**La consigne:**
Transformez toutes les lignes ci-dessous en une liste JSON de chaînes, une chaîne par ligne, sans reprendre les lignes vides.

Éléments tirés d'une source de données:
■ ■ ■ ■

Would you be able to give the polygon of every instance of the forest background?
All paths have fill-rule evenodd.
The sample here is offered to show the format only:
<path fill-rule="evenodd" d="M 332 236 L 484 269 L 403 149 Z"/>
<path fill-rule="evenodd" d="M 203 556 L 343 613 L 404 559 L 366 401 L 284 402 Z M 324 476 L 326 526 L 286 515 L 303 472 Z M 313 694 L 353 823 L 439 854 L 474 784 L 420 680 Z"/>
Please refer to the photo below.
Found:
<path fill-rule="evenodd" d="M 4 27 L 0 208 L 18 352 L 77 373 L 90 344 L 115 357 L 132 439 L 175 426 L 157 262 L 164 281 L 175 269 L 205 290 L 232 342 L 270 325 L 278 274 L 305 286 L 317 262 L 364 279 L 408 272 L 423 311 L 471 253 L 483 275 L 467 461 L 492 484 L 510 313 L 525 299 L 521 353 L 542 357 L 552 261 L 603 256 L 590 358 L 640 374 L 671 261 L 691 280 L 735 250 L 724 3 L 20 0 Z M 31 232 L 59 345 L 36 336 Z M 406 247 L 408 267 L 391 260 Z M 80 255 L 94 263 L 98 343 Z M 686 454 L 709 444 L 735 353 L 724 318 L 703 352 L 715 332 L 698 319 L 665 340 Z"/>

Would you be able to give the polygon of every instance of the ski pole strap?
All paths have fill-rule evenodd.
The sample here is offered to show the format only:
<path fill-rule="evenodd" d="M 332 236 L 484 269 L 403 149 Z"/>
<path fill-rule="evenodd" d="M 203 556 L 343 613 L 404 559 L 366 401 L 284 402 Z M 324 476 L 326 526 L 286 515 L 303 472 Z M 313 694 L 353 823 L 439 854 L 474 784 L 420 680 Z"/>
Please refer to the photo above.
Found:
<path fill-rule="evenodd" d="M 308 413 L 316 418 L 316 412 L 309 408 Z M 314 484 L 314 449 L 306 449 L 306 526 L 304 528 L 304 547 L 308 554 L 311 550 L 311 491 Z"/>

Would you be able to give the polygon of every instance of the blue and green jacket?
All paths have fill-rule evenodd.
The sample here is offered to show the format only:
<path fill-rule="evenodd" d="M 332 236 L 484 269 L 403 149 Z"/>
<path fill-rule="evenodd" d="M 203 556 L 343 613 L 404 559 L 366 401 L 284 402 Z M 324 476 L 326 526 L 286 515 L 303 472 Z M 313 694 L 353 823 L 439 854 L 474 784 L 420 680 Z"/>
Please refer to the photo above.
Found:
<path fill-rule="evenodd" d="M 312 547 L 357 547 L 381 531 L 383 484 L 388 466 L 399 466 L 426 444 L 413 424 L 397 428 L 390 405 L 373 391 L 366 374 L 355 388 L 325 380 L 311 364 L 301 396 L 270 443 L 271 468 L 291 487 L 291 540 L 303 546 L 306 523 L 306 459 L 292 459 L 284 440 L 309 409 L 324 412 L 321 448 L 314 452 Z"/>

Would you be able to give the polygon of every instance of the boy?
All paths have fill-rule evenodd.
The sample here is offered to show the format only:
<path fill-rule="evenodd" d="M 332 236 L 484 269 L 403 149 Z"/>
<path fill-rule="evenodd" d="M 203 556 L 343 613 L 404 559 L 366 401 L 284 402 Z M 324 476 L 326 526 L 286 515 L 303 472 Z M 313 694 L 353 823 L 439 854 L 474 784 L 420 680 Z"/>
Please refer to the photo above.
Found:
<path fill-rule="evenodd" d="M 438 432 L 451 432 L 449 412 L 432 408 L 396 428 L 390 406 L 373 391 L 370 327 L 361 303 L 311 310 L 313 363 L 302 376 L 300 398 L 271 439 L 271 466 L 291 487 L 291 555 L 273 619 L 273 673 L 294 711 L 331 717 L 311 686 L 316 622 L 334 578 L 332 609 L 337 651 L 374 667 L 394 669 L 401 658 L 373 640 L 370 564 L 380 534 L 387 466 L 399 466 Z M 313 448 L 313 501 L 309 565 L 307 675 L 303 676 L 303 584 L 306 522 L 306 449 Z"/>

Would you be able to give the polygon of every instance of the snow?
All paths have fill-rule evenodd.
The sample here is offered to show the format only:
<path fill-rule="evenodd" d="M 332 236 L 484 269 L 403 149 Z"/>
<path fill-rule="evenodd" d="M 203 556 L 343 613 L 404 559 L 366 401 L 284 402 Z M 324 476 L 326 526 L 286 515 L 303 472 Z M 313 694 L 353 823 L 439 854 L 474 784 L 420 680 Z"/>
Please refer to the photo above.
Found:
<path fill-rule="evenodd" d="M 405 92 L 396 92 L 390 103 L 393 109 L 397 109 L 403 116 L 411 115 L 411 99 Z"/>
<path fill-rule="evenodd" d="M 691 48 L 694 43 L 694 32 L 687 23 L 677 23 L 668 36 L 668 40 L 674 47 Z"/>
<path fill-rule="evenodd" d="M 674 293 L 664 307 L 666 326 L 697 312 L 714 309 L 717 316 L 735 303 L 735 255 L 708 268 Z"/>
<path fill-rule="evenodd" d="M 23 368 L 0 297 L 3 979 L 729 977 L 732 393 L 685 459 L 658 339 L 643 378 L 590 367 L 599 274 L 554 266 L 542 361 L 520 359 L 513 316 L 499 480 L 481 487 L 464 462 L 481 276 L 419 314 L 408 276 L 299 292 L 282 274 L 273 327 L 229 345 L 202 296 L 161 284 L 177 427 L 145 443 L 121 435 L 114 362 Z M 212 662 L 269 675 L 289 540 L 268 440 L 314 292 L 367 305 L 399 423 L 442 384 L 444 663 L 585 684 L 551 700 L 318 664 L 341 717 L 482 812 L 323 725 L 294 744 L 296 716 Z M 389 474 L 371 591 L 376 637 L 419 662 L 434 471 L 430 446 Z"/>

■ ■ ■ ■

**Le corrigé:**
[
  "Would you be able to give the polygon of every instance of the forest background?",
  "All paths have fill-rule evenodd.",
  "The sample here is offered to show the format only:",
  "<path fill-rule=\"evenodd\" d=\"M 332 236 L 484 269 L 403 149 Z\"/>",
  "<path fill-rule=\"evenodd\" d=\"M 203 556 L 343 613 L 404 559 L 366 401 L 284 402 Z M 324 476 L 326 526 L 286 515 L 303 472 Z M 313 694 L 353 823 L 439 854 L 474 784 L 420 680 Z\"/>",
  "Please refer to the photo below.",
  "Found:",
  "<path fill-rule=\"evenodd\" d=\"M 4 27 L 0 208 L 18 352 L 77 373 L 90 344 L 115 357 L 132 439 L 175 426 L 157 262 L 164 281 L 175 269 L 205 290 L 232 342 L 270 325 L 278 274 L 305 286 L 317 262 L 364 279 L 408 272 L 423 311 L 471 253 L 483 275 L 467 461 L 492 484 L 510 313 L 525 299 L 521 353 L 542 357 L 552 261 L 603 256 L 590 358 L 640 374 L 671 261 L 691 280 L 735 250 L 724 3 L 20 0 Z M 31 232 L 59 345 L 36 336 Z M 406 247 L 408 267 L 391 260 Z M 80 255 L 94 263 L 98 343 Z M 686 454 L 709 444 L 735 353 L 724 318 L 703 352 L 715 332 L 698 319 L 665 340 Z\"/>",
  "Would you be able to give the polygon of every instance of the ski pole strap?",
  "All paths have fill-rule evenodd.",
  "The sample here is offered to show the format only:",
  "<path fill-rule=\"evenodd\" d=\"M 332 236 L 484 269 L 403 149 Z\"/>",
  "<path fill-rule=\"evenodd\" d=\"M 203 556 L 343 613 L 404 559 L 366 401 L 284 402 Z M 324 476 L 326 526 L 286 515 L 303 472 Z M 313 694 L 353 823 L 439 854 L 474 784 L 420 680 Z\"/>",
  "Please refer to the photo above.",
  "Found:",
  "<path fill-rule=\"evenodd\" d=\"M 308 413 L 316 418 L 316 412 L 309 408 Z M 314 484 L 314 449 L 306 449 L 306 526 L 304 528 L 304 547 L 308 554 L 311 550 L 311 491 Z\"/>",
  "Would you be able to give the polygon of every instance of the blue and green jacket?",
  "All paths have fill-rule evenodd.",
  "The sample here is offered to show the format only:",
  "<path fill-rule=\"evenodd\" d=\"M 332 236 L 484 269 L 403 149 Z\"/>",
  "<path fill-rule=\"evenodd\" d=\"M 203 556 L 343 613 L 404 559 L 366 401 L 284 402 Z M 324 476 L 326 526 L 286 515 L 303 472 Z M 313 694 L 353 823 L 439 854 L 474 784 L 420 680 Z\"/>",
  "Please refer to the photo above.",
  "Found:",
  "<path fill-rule=\"evenodd\" d=\"M 312 547 L 357 547 L 381 531 L 383 484 L 388 466 L 399 466 L 426 444 L 413 424 L 397 428 L 390 405 L 373 391 L 366 374 L 355 388 L 325 380 L 311 364 L 301 396 L 270 443 L 271 468 L 291 487 L 291 540 L 303 546 L 306 523 L 306 459 L 292 459 L 284 440 L 309 409 L 324 412 L 321 448 L 314 452 Z\"/>",
  "Would you be able to give the polygon of every instance of the boy?",
  "All paths have fill-rule evenodd.",
  "The sample here is offered to show the format only:",
  "<path fill-rule=\"evenodd\" d=\"M 332 236 L 484 269 L 403 149 Z\"/>",
  "<path fill-rule=\"evenodd\" d=\"M 203 556 L 343 613 L 404 559 L 366 401 L 284 402 Z M 324 476 L 326 526 L 286 515 L 303 472 Z M 313 694 L 353 823 L 439 854 L 474 784 L 420 680 Z\"/>",
  "Please refer to the photo above.",
  "Found:",
  "<path fill-rule=\"evenodd\" d=\"M 438 432 L 451 432 L 449 412 L 432 408 L 396 428 L 390 406 L 373 391 L 370 327 L 361 303 L 311 310 L 313 363 L 302 376 L 300 398 L 271 439 L 271 466 L 291 487 L 291 555 L 273 619 L 273 673 L 294 711 L 331 717 L 311 686 L 316 622 L 334 578 L 332 609 L 337 651 L 374 667 L 394 669 L 401 658 L 373 640 L 370 564 L 380 534 L 387 466 L 399 466 Z M 313 448 L 313 501 L 309 565 L 307 675 L 303 676 L 303 584 L 306 522 L 306 449 Z\"/>",
  "Would you be able to give the polygon of every instance of the snow?",
  "All paths have fill-rule evenodd.",
  "The sample here is offered to show the format only:",
  "<path fill-rule=\"evenodd\" d=\"M 332 236 L 484 269 L 403 149 Z\"/>",
  "<path fill-rule=\"evenodd\" d=\"M 203 556 L 343 613 L 404 559 L 366 401 L 284 402 Z M 324 476 L 326 526 L 286 515 L 303 472 Z M 313 694 L 353 823 L 439 854 L 474 784 L 420 680 Z\"/>",
  "Please refer to the photo above.",
  "Found:",
  "<path fill-rule=\"evenodd\" d=\"M 405 92 L 396 92 L 390 103 L 393 109 L 397 109 L 403 116 L 411 115 L 411 99 Z\"/>",
  "<path fill-rule=\"evenodd\" d=\"M 691 48 L 694 43 L 694 32 L 687 23 L 677 23 L 668 36 L 668 40 L 674 47 Z\"/>",
  "<path fill-rule=\"evenodd\" d=\"M 674 293 L 664 307 L 666 326 L 697 312 L 714 309 L 717 316 L 735 303 L 735 255 L 708 268 Z\"/>",
  "<path fill-rule=\"evenodd\" d=\"M 23 368 L 0 297 L 3 979 L 729 977 L 732 393 L 685 459 L 658 339 L 643 378 L 590 367 L 599 274 L 554 266 L 542 361 L 520 359 L 513 316 L 499 480 L 481 487 L 464 462 L 481 276 L 419 314 L 408 276 L 299 292 L 282 274 L 273 327 L 229 345 L 202 296 L 161 284 L 177 427 L 145 443 L 121 435 L 114 362 Z M 212 662 L 269 675 L 289 540 L 268 440 L 314 292 L 367 305 L 399 423 L 442 384 L 444 663 L 585 684 L 551 700 L 318 664 L 341 717 L 482 812 L 323 725 L 294 744 L 296 716 Z M 389 474 L 371 591 L 376 637 L 419 662 L 434 471 L 430 446 Z\"/>"
]